### YOUR ASSIGNMENT
Pick up the blog post about bringing Marey's chronography into Second Life and keep writing from its final sentence.

### QUOTED PASSAGE
My goal is to get as close as I can to the very complex buildings that we can find around Second Life. I want to create a place interesting enough where avatars from Second life could walk in appreciate its textures, inside configurations of spaces and forms of columns. I want the avatar to enter a renaissance structure, where you could find a mix of roman and gothic architecture. 

Monday, November 19, 2012

Final Project Proposal


As I mentioned last class, I am interested in Marey's chronography, especially those with people. Since poses and animations are important elements of Second Life, especially avatar, I think I will be worth to bring the motion of Marey's study in Second Life and at the same time, export Second Life animations outside SL. Last several days, I was playing with one of Marey's photos, which captures the motion of pole vault. I used Animare to adjust my avatar's position to be the same as the man in Marey's photo. Then I export each pose and export them as a bvh file. When I upload the new animation back into SL, my avatar is able to pose as pole vaulting. But I have the problem to adjust the position of my avatar when she is animated, so she is doing the poses at the same place, which looks unrealistic. On the other hand, I also did screen shots of each pose in SL, and appropriated the original Marey photo into a new Second Life version. Back in SL, I uploaded the appropriated SL motion study pic as a texture and made four transparent walls. At the center of the walls, there is a big rotating pose ball with Marey's original chronography on it. Here are the screen shots:






At present, I am not satisfied with the presence of Marey’s poses in SL, either the pose ball or the texture. I am still thinking about how to combine my animation and Marey’s original photo together. And I also want to export the SL animation as either gif or jpg to put them on web, in parallel to Marey’s work.

### INFORMATION SHOWN
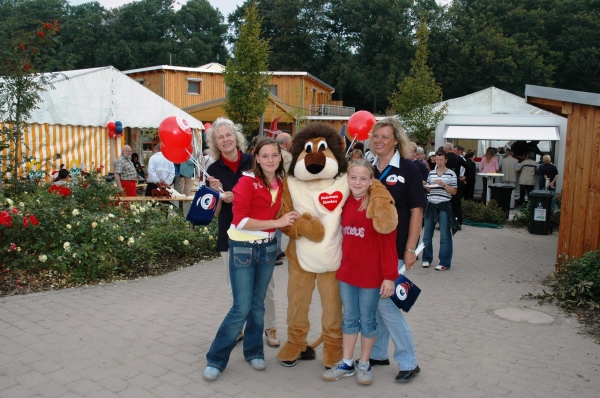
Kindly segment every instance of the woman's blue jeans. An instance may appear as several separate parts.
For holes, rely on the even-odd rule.
[[[367,289],[340,282],[340,297],[344,308],[342,322],[344,334],[360,332],[367,339],[375,337],[379,290],[379,288]]]
[[[423,262],[431,263],[433,261],[433,231],[435,223],[440,223],[440,265],[450,268],[452,265],[452,231],[448,222],[448,215],[443,207],[439,210],[435,207],[428,207],[425,215],[425,232],[423,233]]]
[[[263,329],[265,295],[273,275],[277,256],[277,240],[267,243],[229,240],[229,277],[233,306],[221,323],[206,354],[208,366],[223,371],[236,345],[244,323],[244,358],[264,359]]]

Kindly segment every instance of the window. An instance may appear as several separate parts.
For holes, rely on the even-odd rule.
[[[202,79],[188,78],[188,94],[202,94]]]

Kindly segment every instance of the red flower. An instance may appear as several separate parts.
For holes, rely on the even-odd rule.
[[[33,225],[35,225],[35,226],[38,226],[38,225],[40,225],[40,222],[38,221],[38,219],[37,219],[37,218],[36,218],[36,217],[35,217],[33,214],[31,214],[31,215],[29,216],[29,221],[31,221],[31,223],[32,223]]]

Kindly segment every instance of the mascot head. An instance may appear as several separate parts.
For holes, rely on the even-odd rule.
[[[346,143],[324,123],[309,123],[292,140],[292,163],[288,174],[311,181],[338,177],[348,171]]]

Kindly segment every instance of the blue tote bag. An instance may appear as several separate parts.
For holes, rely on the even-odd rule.
[[[208,225],[215,216],[219,193],[212,188],[203,185],[196,191],[192,206],[186,220],[193,225]]]

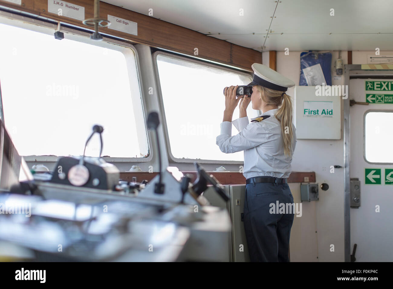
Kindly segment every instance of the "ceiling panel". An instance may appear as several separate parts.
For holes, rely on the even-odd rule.
[[[104,2],[259,51],[271,21],[267,50],[393,49],[392,0]]]

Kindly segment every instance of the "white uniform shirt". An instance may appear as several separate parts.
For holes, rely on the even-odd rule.
[[[290,155],[286,156],[284,153],[281,126],[274,116],[278,109],[271,109],[262,114],[270,117],[260,122],[249,123],[248,118],[246,116],[231,123],[223,121],[220,125],[221,134],[217,137],[216,144],[226,153],[244,151],[243,175],[246,179],[261,176],[287,178],[292,171],[291,162],[296,142],[296,129],[292,124],[293,150]],[[232,123],[239,131],[239,133],[233,136],[231,136]]]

### SOLVED EXERCISE
SL Final Project: ILRC&

I am making a video called, ILRC&.  It will combine the qualities of a news program, a music video, and Tetris to present landscapes and bodies in motion/ in time.  I plan to use mostly aftereffects for the landscapes and SL for the bodies and shapes.  I will need to focus on creating body and shape forms in maya to build with in SL (like a tower moving tower of heads), animations with avatar(s) (animare/ poseballs), and making videos  in SL (camtasia studio, hopefully set up a greenscreen room for the avatar(s)).  

There are a lot of time issues that I want to consider: reversible, indifferent, sophisticated, accurate, accelerated, anticipated, and repetitive.  I am in a class about technology and time as well as reading one essay in particular called, “The Origin of Language: Biology, Information Theory, & Thermodynamics” by Michel Serres.  For example, in the first page, he says, “The notion of system may also be mechanical: a set which remains stable throughout variations of objects which are either in movement or relatively stationary. Laplace speaks in this sense of the solar system. Within a set of mobile material points distributed in space and governed by a law - Newton's law, for example-it is clear that time is fully reversible. If everything starts moving in the opposite direction, nothing significant in form or state will change.”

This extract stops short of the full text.